# EXERCISE OBJECTIVE
Search the entries for the word "blue" and return every line where it is found.

# DATASET EXCERPTS

Segment Open

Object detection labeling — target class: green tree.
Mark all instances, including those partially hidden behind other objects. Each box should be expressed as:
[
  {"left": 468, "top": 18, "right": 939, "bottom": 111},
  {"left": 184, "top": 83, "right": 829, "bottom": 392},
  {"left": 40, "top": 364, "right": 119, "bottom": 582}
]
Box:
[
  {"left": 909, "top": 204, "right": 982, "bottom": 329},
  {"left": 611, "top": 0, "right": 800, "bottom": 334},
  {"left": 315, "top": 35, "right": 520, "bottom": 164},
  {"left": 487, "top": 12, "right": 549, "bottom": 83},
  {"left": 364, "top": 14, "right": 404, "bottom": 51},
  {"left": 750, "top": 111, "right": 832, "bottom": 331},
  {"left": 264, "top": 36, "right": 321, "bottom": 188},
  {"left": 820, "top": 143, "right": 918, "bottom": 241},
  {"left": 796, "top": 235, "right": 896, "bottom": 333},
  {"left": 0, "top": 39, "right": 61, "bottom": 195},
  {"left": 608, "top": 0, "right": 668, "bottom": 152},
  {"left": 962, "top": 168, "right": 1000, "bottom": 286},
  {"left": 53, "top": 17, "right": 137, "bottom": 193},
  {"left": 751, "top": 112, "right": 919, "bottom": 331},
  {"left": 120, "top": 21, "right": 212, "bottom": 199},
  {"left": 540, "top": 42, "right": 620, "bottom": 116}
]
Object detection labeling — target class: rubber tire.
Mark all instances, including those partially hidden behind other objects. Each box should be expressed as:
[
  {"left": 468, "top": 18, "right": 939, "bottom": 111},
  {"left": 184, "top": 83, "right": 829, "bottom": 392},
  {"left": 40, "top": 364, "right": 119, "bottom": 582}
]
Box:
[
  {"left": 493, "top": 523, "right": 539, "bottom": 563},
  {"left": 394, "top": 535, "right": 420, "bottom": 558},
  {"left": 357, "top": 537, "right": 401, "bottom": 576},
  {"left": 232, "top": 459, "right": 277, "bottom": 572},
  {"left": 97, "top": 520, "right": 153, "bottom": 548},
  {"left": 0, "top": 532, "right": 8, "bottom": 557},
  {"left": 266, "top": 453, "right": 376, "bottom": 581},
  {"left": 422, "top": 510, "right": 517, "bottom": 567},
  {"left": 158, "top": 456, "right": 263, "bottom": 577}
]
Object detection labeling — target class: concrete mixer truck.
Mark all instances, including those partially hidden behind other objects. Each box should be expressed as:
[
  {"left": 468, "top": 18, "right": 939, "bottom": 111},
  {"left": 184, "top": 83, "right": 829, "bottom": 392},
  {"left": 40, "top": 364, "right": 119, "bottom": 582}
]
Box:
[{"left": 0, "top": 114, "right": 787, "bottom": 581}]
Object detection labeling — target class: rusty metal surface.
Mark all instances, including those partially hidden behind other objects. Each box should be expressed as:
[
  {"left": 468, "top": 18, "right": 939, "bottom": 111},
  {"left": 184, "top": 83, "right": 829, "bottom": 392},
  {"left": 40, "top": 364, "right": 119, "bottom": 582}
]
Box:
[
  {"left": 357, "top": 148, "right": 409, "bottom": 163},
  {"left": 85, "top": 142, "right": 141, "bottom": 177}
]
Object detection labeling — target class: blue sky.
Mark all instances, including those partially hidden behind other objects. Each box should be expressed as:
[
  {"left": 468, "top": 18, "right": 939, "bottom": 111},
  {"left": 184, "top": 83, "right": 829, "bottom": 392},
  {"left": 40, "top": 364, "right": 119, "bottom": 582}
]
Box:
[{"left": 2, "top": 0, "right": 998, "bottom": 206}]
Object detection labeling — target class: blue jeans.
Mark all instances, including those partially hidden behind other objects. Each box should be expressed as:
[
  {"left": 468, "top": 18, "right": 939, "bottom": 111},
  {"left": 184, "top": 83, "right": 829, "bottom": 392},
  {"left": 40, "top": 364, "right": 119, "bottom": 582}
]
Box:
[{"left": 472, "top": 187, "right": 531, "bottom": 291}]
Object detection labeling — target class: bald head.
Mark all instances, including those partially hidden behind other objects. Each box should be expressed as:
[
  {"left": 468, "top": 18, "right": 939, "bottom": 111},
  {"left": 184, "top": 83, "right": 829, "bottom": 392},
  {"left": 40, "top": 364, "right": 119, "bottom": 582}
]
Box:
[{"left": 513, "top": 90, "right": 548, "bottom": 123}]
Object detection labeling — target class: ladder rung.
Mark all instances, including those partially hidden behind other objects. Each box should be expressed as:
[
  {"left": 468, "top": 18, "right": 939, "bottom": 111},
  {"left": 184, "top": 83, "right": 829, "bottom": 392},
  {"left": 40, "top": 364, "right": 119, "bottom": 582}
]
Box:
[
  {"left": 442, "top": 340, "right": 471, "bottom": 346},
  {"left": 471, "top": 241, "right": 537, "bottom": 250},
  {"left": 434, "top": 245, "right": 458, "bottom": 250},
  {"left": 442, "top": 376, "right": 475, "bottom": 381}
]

Segment Closed

# EXERCISE OUTPUT
Object detection labeling — target class: blue sky.
Object detection labeling — target class: blue jeans.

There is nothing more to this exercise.